Data records start

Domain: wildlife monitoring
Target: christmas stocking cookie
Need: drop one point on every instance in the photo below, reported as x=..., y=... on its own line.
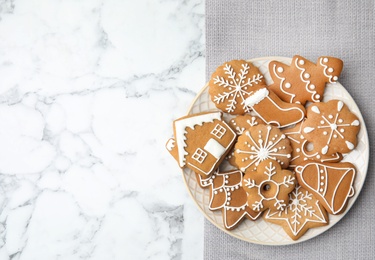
x=331, y=183
x=272, y=110
x=304, y=80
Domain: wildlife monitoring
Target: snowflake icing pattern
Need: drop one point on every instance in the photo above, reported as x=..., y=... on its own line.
x=237, y=86
x=301, y=210
x=270, y=172
x=263, y=149
x=333, y=126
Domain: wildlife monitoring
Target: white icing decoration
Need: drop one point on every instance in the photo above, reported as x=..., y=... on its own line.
x=239, y=86
x=325, y=69
x=330, y=204
x=180, y=126
x=253, y=101
x=334, y=126
x=282, y=79
x=170, y=144
x=300, y=211
x=308, y=129
x=225, y=206
x=340, y=104
x=315, y=109
x=270, y=171
x=304, y=78
x=263, y=149
x=355, y=123
x=214, y=148
x=257, y=97
x=349, y=145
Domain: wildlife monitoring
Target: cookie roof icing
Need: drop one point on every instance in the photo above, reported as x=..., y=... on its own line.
x=180, y=130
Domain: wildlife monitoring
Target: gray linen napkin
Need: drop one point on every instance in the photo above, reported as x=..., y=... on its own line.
x=243, y=29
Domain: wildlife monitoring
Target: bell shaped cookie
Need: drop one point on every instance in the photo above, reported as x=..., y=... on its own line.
x=331, y=183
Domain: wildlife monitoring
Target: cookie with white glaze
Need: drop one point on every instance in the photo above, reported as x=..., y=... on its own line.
x=269, y=186
x=331, y=127
x=303, y=80
x=331, y=183
x=228, y=195
x=259, y=143
x=303, y=212
x=201, y=142
x=303, y=150
x=232, y=83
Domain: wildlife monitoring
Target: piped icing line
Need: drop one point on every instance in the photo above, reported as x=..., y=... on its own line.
x=237, y=87
x=313, y=92
x=299, y=209
x=262, y=94
x=325, y=59
x=256, y=149
x=270, y=171
x=180, y=131
x=227, y=189
x=292, y=96
x=299, y=170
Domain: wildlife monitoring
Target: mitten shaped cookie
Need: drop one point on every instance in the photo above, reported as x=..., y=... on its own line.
x=269, y=186
x=304, y=80
x=272, y=110
x=201, y=142
x=331, y=183
x=331, y=127
x=232, y=83
x=228, y=195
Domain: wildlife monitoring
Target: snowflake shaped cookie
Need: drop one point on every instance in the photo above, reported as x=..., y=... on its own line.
x=232, y=83
x=303, y=212
x=259, y=143
x=268, y=186
x=331, y=127
x=228, y=195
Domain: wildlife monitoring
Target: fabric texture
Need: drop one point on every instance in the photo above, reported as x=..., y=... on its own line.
x=241, y=29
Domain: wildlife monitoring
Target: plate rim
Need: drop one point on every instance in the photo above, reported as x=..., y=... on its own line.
x=292, y=242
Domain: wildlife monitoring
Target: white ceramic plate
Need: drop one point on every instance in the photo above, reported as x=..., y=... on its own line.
x=259, y=231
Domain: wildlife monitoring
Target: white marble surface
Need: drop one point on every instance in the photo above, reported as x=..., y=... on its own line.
x=88, y=92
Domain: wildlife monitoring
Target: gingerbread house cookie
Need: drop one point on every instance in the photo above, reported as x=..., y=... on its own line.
x=201, y=141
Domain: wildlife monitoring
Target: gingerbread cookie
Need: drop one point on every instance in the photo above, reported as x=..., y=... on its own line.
x=228, y=195
x=259, y=143
x=303, y=212
x=331, y=183
x=331, y=127
x=201, y=142
x=242, y=122
x=302, y=150
x=303, y=80
x=232, y=83
x=272, y=110
x=269, y=186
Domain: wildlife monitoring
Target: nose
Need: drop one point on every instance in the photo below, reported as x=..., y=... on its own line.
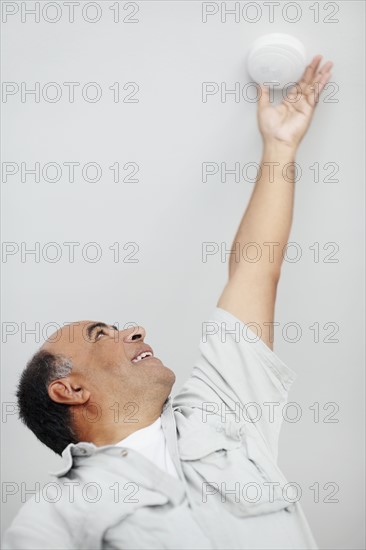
x=135, y=335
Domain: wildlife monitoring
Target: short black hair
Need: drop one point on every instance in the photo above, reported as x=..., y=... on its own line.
x=51, y=422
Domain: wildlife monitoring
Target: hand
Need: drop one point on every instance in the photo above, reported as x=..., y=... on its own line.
x=287, y=123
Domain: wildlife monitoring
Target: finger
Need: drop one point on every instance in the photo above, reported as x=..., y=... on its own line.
x=319, y=82
x=310, y=70
x=263, y=97
x=307, y=77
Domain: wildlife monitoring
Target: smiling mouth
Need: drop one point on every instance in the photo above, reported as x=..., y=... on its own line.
x=142, y=357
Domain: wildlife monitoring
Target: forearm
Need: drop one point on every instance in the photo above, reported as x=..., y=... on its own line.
x=268, y=216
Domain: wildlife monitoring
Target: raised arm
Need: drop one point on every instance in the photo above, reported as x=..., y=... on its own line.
x=254, y=269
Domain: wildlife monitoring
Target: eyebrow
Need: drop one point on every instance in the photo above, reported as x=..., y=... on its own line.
x=90, y=329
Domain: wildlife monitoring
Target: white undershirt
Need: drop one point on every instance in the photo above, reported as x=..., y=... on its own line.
x=151, y=443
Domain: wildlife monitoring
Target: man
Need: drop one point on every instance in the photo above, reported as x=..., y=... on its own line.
x=200, y=471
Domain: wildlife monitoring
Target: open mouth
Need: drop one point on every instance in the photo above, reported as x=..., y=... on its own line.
x=142, y=357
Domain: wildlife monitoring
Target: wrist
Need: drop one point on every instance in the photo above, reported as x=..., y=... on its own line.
x=279, y=150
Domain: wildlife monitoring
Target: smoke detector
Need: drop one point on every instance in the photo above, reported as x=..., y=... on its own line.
x=276, y=58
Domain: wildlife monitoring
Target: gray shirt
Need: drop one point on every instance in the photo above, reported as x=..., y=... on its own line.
x=222, y=431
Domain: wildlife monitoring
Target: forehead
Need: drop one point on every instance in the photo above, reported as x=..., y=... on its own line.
x=74, y=332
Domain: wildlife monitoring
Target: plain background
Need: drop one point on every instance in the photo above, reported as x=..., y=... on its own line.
x=170, y=212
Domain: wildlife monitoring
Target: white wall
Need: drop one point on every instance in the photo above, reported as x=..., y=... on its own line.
x=170, y=212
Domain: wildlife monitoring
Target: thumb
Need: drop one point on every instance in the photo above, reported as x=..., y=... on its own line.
x=263, y=96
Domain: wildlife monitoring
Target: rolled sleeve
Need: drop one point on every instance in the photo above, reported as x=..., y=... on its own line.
x=237, y=373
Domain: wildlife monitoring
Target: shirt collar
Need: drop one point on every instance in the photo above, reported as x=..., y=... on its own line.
x=85, y=449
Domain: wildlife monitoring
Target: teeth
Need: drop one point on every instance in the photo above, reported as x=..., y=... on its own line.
x=142, y=356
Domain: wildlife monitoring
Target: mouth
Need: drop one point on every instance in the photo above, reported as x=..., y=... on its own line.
x=143, y=356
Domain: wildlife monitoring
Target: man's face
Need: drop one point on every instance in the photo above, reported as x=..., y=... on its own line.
x=105, y=363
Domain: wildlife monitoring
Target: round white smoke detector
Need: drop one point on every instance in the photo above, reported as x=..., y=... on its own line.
x=276, y=58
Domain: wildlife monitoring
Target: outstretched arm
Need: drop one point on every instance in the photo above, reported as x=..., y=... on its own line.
x=254, y=269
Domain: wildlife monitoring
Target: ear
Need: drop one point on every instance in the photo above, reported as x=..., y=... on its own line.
x=68, y=392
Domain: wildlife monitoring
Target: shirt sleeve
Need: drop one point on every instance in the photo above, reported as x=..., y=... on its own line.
x=236, y=375
x=37, y=526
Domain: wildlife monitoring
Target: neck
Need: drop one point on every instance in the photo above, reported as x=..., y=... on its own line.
x=111, y=425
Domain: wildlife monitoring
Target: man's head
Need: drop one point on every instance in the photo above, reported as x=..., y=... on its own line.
x=88, y=382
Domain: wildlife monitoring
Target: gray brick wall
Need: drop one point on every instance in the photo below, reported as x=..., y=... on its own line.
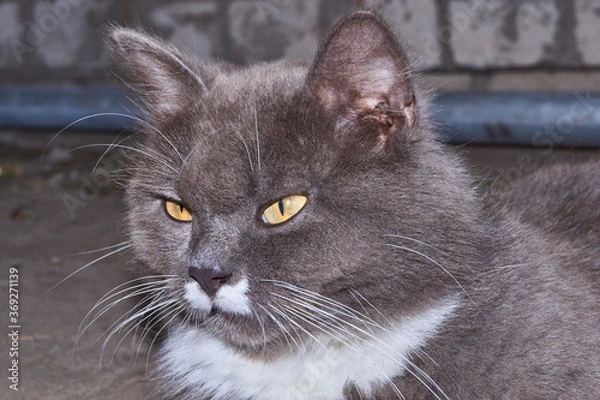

Data records end

Count the lines in the entries above that contain the string "icing", treating uppercase and lowercase letters as distinct. Reply with the number alone.

4